── Task input ──
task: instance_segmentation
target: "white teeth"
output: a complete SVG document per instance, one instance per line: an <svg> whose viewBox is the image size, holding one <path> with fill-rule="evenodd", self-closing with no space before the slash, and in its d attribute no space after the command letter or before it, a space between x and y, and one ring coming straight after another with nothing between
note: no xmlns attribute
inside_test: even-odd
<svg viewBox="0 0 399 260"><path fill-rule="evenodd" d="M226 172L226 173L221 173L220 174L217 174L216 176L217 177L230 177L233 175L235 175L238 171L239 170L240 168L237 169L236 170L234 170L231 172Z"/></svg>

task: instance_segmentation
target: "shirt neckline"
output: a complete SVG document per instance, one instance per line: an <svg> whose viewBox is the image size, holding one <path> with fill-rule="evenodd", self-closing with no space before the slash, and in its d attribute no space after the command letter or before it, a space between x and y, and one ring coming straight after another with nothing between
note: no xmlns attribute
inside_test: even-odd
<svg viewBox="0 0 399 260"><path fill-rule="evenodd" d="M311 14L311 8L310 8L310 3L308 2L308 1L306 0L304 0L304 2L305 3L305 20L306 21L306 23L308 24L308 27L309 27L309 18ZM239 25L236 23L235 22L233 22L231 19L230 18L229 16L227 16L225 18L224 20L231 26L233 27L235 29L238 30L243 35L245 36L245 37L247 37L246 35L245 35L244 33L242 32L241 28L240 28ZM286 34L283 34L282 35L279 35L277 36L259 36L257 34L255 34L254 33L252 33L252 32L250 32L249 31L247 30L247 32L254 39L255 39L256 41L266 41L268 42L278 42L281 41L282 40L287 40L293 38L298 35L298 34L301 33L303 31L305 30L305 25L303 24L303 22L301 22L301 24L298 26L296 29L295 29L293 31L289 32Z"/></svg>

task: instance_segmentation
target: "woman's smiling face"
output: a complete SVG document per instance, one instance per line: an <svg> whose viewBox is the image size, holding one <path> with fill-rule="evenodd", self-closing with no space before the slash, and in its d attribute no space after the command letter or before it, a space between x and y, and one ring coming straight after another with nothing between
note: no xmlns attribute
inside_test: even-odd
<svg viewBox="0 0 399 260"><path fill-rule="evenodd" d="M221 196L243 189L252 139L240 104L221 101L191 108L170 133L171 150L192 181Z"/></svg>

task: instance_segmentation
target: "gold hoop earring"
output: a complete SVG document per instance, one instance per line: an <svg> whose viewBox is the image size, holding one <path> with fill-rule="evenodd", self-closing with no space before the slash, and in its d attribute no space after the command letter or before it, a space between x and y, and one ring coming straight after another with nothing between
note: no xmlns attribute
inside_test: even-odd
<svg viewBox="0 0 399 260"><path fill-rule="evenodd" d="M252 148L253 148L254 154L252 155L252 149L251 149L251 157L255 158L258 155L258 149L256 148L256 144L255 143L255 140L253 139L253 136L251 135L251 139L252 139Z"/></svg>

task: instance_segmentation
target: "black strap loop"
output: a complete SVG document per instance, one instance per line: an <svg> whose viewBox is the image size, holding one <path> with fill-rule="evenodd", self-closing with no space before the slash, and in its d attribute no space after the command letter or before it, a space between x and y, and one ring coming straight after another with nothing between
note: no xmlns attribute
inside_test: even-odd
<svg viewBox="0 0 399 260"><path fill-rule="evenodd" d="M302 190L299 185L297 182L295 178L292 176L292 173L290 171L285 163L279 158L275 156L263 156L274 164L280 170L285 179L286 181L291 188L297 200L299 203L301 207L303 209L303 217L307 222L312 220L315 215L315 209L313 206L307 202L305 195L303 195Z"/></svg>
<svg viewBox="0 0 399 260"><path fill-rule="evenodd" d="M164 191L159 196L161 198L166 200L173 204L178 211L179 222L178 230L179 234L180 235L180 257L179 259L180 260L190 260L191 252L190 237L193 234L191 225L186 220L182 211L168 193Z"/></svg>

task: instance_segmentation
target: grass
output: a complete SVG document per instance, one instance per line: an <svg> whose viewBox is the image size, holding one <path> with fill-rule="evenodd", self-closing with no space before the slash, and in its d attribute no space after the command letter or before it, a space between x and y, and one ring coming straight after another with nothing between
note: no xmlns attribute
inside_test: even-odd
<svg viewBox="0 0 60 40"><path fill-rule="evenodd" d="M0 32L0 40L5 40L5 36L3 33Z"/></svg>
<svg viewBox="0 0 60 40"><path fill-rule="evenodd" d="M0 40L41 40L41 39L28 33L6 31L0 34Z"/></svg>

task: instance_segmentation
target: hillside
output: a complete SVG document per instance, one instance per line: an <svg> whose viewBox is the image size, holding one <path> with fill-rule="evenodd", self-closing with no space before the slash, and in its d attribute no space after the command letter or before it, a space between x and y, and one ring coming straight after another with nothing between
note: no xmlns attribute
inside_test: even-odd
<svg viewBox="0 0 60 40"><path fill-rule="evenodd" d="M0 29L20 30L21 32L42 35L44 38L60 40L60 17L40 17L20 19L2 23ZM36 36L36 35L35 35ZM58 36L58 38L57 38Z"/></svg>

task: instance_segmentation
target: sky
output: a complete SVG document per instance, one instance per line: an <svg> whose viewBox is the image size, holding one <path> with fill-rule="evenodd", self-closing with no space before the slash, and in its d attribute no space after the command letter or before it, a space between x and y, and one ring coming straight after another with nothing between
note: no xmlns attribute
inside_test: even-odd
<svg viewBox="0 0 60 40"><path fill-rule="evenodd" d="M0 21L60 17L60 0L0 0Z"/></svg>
───
## Problem to work on:
Lay out every line of the records above as a Markdown table with the columns Row and Line. Number the rows in order and leave out the blank lines.

## Task solution:
| Row | Line |
|---|---|
| 1 | task: instance_segmentation |
| 2 | target: "white teeth" |
| 3 | output: a complete SVG document per instance, one instance per line: an <svg> whose viewBox is the image size, holding one <path> with fill-rule="evenodd", self-closing with no space before the slash, and in its d attribute no space after the command letter or before it, a space between x and y, and one ring coming straight after another with nothing between |
| 4 | note: no xmlns attribute |
| 5 | inside_test: even-odd |
| 6 | <svg viewBox="0 0 399 260"><path fill-rule="evenodd" d="M226 172L226 173L221 173L220 174L217 174L216 176L217 177L230 177L233 175L235 175L238 171L239 170L240 168L237 169L236 170L234 170L231 172Z"/></svg> |
| 7 | task: instance_segmentation |
| 8 | target: "shirt neckline" |
| 9 | output: a complete SVG document per instance, one instance per line: an <svg> whose viewBox is the image size, holding one <path> with fill-rule="evenodd", self-closing with no space before the slash, and in its d attribute no space after the command letter or before it, a space between x and y, and one ring coming straight after another with nothing between |
| 10 | note: no xmlns attribute |
| 11 | inside_test: even-odd |
| 12 | <svg viewBox="0 0 399 260"><path fill-rule="evenodd" d="M311 14L311 8L310 8L310 3L308 2L308 1L306 0L304 0L304 2L305 3L305 20L306 21L306 23L308 24L308 27L309 27L309 18ZM239 25L236 23L235 22L233 22L231 19L230 18L229 16L227 16L225 18L224 20L231 26L233 27L235 29L238 30L243 35L245 36L245 37L247 37L246 35L245 35L244 33L242 32L241 28L240 28ZM286 34L283 34L282 35L279 35L277 36L259 36L257 34L255 34L254 33L252 33L252 32L250 32L249 31L247 30L247 32L254 39L255 39L256 41L266 41L268 42L278 42L281 41L282 40L287 40L293 38L298 35L298 34L301 33L303 31L305 30L305 25L303 24L303 22L301 22L301 24L298 26L296 29L295 29L293 31L289 32Z"/></svg> |
| 13 | task: instance_segmentation |
| 14 | target: "woman's smiling face" |
| 15 | output: a complete SVG document per instance, one instance per line: an <svg> whose viewBox is the image size, holding one <path> with fill-rule="evenodd", self-closing with no space before the slash, and in its d attribute no space after the command letter or before it, a space between x and y, and one ring coming straight after another with nothing between |
| 16 | note: no xmlns attribute |
| 17 | inside_test: even-odd |
| 18 | <svg viewBox="0 0 399 260"><path fill-rule="evenodd" d="M221 196L243 189L252 139L240 104L221 101L191 108L170 133L171 150L192 181Z"/></svg> |
| 19 | task: instance_segmentation |
| 20 | target: "gold hoop earring" |
| 21 | output: a complete SVG document per instance, one instance per line: an <svg> whose viewBox is the image size, holding one <path> with fill-rule="evenodd", self-closing with no space before the slash, and in its d attribute no space after the command letter or before it, a space between x and y, and one ring coming straight after another with nothing between |
| 22 | note: no xmlns attribute |
| 23 | inside_test: even-odd |
| 24 | <svg viewBox="0 0 399 260"><path fill-rule="evenodd" d="M252 148L253 148L254 154L252 155L252 149L251 149L251 157L255 158L258 155L258 149L256 148L256 144L255 143L255 140L253 139L253 136L251 135L251 139L252 139Z"/></svg> |
| 25 | task: instance_segmentation |
| 26 | target: "black strap loop" |
| 27 | output: a complete SVG document per instance, one instance per line: an <svg> whose viewBox is the image size, holding one <path> with fill-rule="evenodd", self-closing with no space before the slash, and in its d attribute no space after the command letter or before it, a space between x and y, and one ring coming straight after another with nothing between |
| 28 | note: no xmlns attribute |
| 29 | inside_test: even-odd |
| 30 | <svg viewBox="0 0 399 260"><path fill-rule="evenodd" d="M302 190L299 185L297 182L295 178L292 176L292 173L290 171L285 163L279 158L275 156L263 156L274 164L280 170L285 179L286 181L291 188L297 200L299 203L301 207L303 209L303 217L307 222L312 220L315 215L315 209L313 206L307 202L305 195L303 195Z"/></svg> |
| 31 | <svg viewBox="0 0 399 260"><path fill-rule="evenodd" d="M164 191L159 196L161 198L166 200L173 204L178 211L179 222L178 230L179 234L180 235L180 257L179 259L180 260L190 260L191 252L190 237L193 234L191 225L186 220L182 211L168 193Z"/></svg> |
| 32 | task: instance_segmentation |
| 33 | target: grass |
| 34 | output: a complete SVG document per instance, one instance per line: an <svg> whose viewBox is the image size, holding one <path> with fill-rule="evenodd", self-closing with no space before the slash, and in its d attribute no space after the command letter or before it, a space between x and y, and one ring coming straight after another with nothing between |
| 35 | note: no xmlns attribute |
| 36 | inside_test: even-odd |
| 37 | <svg viewBox="0 0 60 40"><path fill-rule="evenodd" d="M0 32L0 40L5 40L5 36L3 33Z"/></svg> |
| 38 | <svg viewBox="0 0 60 40"><path fill-rule="evenodd" d="M0 40L41 40L41 39L28 33L6 31L0 34Z"/></svg> |
| 39 | task: instance_segmentation |
| 40 | target: hillside |
| 41 | output: a complete SVG document per instance, one instance per line: an <svg> whose viewBox is the image size, holding one <path> with fill-rule="evenodd", self-closing with no space before the slash, and in its d attribute no space after the command letter or before it, a space between x and y, and one ring coming straight after another with nothing between |
| 42 | note: no xmlns attribute |
| 43 | inside_test: even-odd |
| 44 | <svg viewBox="0 0 60 40"><path fill-rule="evenodd" d="M0 29L20 30L21 32L42 35L44 38L60 40L60 17L40 17L20 19L2 23ZM36 36L36 35L35 35ZM58 36L58 38L57 38Z"/></svg> |
| 45 | task: instance_segmentation |
| 46 | target: sky |
| 47 | output: a complete SVG document per instance, one instance per line: an <svg> whose viewBox is the image size, holding one <path> with fill-rule="evenodd", self-closing with no space before the slash, and in its d attribute no space after the command letter or before it, a space between x and y, and one ring coming straight after another with nothing between |
| 48 | note: no xmlns attribute |
| 49 | inside_test: even-odd |
| 50 | <svg viewBox="0 0 60 40"><path fill-rule="evenodd" d="M0 21L60 17L60 0L0 0Z"/></svg> |